Stored records:
::::
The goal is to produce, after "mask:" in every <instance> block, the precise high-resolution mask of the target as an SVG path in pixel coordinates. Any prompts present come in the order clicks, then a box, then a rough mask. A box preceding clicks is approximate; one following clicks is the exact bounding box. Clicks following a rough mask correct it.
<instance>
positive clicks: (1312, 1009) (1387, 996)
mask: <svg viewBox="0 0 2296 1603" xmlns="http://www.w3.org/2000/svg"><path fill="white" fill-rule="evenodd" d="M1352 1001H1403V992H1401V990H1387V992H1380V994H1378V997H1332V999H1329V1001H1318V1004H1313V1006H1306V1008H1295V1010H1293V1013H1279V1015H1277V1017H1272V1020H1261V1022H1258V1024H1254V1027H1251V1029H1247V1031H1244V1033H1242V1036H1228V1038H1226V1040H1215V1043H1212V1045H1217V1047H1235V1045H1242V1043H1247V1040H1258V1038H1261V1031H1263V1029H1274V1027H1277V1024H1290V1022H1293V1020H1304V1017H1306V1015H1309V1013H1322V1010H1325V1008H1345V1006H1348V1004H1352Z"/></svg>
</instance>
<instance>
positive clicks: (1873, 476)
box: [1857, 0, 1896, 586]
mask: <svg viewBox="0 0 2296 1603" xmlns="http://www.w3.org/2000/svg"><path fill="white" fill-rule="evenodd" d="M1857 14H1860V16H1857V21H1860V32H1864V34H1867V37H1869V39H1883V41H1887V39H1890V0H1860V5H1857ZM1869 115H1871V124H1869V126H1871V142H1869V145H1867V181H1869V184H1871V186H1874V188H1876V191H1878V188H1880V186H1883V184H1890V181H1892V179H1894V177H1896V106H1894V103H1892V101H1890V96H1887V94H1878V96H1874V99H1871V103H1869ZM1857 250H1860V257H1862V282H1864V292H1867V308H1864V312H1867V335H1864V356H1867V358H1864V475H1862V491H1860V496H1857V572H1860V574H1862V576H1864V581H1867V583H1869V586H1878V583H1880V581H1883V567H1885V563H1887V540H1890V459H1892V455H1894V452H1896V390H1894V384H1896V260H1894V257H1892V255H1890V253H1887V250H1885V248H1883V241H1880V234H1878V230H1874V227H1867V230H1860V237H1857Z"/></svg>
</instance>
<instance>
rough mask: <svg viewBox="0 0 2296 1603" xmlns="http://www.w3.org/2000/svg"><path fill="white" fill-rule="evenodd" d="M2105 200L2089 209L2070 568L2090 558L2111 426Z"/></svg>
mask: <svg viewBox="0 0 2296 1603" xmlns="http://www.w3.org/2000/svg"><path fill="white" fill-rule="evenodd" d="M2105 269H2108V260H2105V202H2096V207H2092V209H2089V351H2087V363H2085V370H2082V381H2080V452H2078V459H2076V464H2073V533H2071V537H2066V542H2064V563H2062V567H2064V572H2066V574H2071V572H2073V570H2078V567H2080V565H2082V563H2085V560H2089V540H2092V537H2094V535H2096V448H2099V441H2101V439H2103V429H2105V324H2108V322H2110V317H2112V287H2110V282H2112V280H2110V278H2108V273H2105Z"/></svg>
::::
The expected response is the full data, reproduced exactly.

ANSWER =
The goal is to produce, after "mask:" in every <instance> block, the precise high-resolution mask of the target as an SVG path in pixel coordinates. Any prompts present come in the order clicks, then a box, then a rough mask. A box preceding clicks is approximate; one following clicks is the exact bounding box. Clicks following a rough mask correct it.
<instance>
positive clicks: (1312, 1009) (1387, 996)
mask: <svg viewBox="0 0 2296 1603" xmlns="http://www.w3.org/2000/svg"><path fill="white" fill-rule="evenodd" d="M1352 1001H1403V992H1401V990H1387V992H1380V994H1378V997H1332V999H1329V1001H1318V1004H1313V1006H1306V1008H1295V1010H1293V1013H1279V1015H1277V1017H1272V1020H1261V1022H1258V1024H1254V1027H1251V1029H1247V1031H1244V1033H1242V1036H1228V1038H1226V1040H1215V1043H1212V1045H1217V1047H1235V1045H1242V1043H1247V1040H1258V1038H1261V1031H1263V1029H1274V1027H1277V1024H1290V1022H1293V1020H1304V1017H1306V1015H1309V1013H1322V1010H1325V1008H1345V1006H1348V1004H1352Z"/></svg>
</instance>
<instance>
positive clicks: (1873, 476)
box: [1857, 0, 1896, 586]
mask: <svg viewBox="0 0 2296 1603" xmlns="http://www.w3.org/2000/svg"><path fill="white" fill-rule="evenodd" d="M1857 14H1860V16H1857V21H1860V32H1864V34H1867V37H1869V39H1883V41H1887V39H1890V0H1860V5H1857ZM1869 115H1871V124H1869V126H1871V142H1869V145H1867V181H1869V184H1871V186H1874V188H1876V191H1878V188H1880V186H1883V184H1890V181H1892V179H1894V177H1896V106H1894V103H1892V101H1890V96H1887V94H1878V96H1874V99H1871V103H1869ZM1857 250H1860V257H1862V282H1864V292H1867V308H1864V312H1867V335H1864V356H1867V358H1864V475H1862V491H1860V496H1857V572H1860V574H1862V576H1864V581H1867V583H1869V586H1878V583H1880V581H1883V567H1885V563H1887V540H1890V459H1892V455H1894V452H1896V390H1894V384H1896V260H1894V257H1892V255H1890V253H1887V250H1885V248H1883V241H1880V234H1878V230H1874V227H1867V230H1860V237H1857Z"/></svg>
</instance>
<instance>
rough mask: <svg viewBox="0 0 2296 1603" xmlns="http://www.w3.org/2000/svg"><path fill="white" fill-rule="evenodd" d="M2105 200L2089 209L2070 568L2090 558L2111 426Z"/></svg>
mask: <svg viewBox="0 0 2296 1603" xmlns="http://www.w3.org/2000/svg"><path fill="white" fill-rule="evenodd" d="M2105 269H2108V260H2105V202H2096V207H2092V209H2089V351H2087V363H2085V370H2082V381H2080V452H2078V459H2076V464H2073V533H2071V537H2066V542H2064V563H2062V567H2064V572H2066V574H2071V572H2073V570H2078V567H2080V565H2082V563H2085V560H2089V540H2092V537H2094V535H2096V448H2099V441H2101V439H2103V429H2105V324H2108V322H2110V317H2112V287H2110V282H2112V280H2110V278H2108V273H2105Z"/></svg>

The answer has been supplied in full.